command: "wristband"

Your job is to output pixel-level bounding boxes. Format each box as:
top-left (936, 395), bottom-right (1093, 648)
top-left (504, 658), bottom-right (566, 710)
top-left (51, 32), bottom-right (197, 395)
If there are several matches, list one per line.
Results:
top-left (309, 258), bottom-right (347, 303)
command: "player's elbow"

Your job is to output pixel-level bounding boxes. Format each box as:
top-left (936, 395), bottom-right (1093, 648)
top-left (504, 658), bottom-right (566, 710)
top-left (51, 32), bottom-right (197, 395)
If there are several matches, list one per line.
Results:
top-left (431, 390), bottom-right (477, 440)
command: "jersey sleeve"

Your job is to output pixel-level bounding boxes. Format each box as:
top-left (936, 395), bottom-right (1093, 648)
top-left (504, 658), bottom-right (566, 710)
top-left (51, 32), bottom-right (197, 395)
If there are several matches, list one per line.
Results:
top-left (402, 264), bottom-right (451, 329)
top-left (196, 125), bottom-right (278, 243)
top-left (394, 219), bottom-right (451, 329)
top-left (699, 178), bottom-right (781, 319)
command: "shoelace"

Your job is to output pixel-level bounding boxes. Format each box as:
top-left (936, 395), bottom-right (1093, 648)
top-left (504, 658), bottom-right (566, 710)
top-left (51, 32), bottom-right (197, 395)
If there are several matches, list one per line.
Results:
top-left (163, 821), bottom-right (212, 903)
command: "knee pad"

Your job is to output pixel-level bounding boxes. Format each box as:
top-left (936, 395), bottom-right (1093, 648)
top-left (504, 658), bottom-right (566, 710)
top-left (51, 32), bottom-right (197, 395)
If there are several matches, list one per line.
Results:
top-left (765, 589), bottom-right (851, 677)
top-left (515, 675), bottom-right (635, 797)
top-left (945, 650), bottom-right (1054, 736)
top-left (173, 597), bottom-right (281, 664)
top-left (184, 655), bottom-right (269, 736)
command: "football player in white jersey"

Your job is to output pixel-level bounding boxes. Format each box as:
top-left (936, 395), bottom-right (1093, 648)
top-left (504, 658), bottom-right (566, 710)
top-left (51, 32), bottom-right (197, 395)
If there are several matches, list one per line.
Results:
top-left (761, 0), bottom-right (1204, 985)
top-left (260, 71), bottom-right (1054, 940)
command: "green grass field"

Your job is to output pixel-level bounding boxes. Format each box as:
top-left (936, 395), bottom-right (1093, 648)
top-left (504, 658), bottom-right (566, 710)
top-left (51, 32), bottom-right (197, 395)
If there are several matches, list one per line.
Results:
◇ ◇ ◇ ◇ ◇
> [Brief]
Reformat all the items above as a single numbered list, with one line per entry and the blank lines omitted.

> [Solution below]
1. command: "wristband"
2. Your job is to output pixel-level bounding boxes. Format each box as:
3. top-left (936, 395), bottom-right (1093, 648)
4. top-left (504, 658), bottom-right (566, 710)
5. top-left (51, 32), bottom-right (197, 395)
6. If there are several matches, list one per line.
7. Results:
8. top-left (309, 258), bottom-right (347, 303)
9. command: "player's elbow"
10. Your job is to output pixel-level bounding boxes. Format each box as:
11. top-left (936, 395), bottom-right (1093, 648)
12. top-left (504, 658), bottom-right (566, 710)
13. top-left (51, 32), bottom-right (197, 395)
14. If there are several matches, list one per line.
15. Results:
16. top-left (431, 390), bottom-right (477, 440)
17. command: "jersey sleeve"
18. Your job is to output pixel-level bounding boxes. Format each box as:
19. top-left (936, 395), bottom-right (1093, 648)
20. top-left (504, 658), bottom-right (566, 710)
21. top-left (51, 32), bottom-right (197, 395)
22. If there are several matches, list one per line.
23. Results:
24. top-left (402, 264), bottom-right (451, 329)
25. top-left (196, 125), bottom-right (278, 243)
26. top-left (394, 219), bottom-right (451, 329)
27. top-left (699, 178), bottom-right (781, 319)
28. command: "shoelace"
29. Your job is to output pixel-level bounding boxes. Format each box as:
30. top-left (936, 395), bottom-right (1093, 648)
31. top-left (504, 658), bottom-right (566, 710)
32. top-left (51, 32), bottom-right (197, 395)
33. If there are several matches, list one per line.
34. Results:
35. top-left (163, 821), bottom-right (212, 903)
36. command: "knee pad"
37. Your job is to output pixel-level bounding boxes. Format each box as:
38. top-left (936, 395), bottom-right (1093, 648)
39. top-left (504, 658), bottom-right (566, 710)
40. top-left (51, 32), bottom-right (197, 395)
41. If there are several matches, list one per line.
42. Results:
43. top-left (765, 589), bottom-right (851, 677)
44. top-left (515, 675), bottom-right (635, 797)
45. top-left (945, 650), bottom-right (1054, 736)
46. top-left (173, 597), bottom-right (281, 664)
47. top-left (184, 655), bottom-right (269, 736)
48. command: "football player in white jersey"
49. Your job is to output pixel-level bounding boxes. Format each box as:
50. top-left (936, 395), bottom-right (1093, 648)
51. top-left (504, 658), bottom-right (566, 710)
52. top-left (51, 32), bottom-right (197, 395)
53. If there are several matches, list one per line.
54. Results:
55. top-left (761, 0), bottom-right (1204, 985)
56. top-left (260, 71), bottom-right (1054, 940)
57. command: "green grass field"
58. Your job is to output pixel-level bounding boxes. Format each box as:
59. top-left (936, 395), bottom-right (1093, 648)
60. top-left (504, 658), bottom-right (566, 710)
61. top-left (51, 32), bottom-right (197, 395)
62. If there are several matches, list one per line.
63. Results:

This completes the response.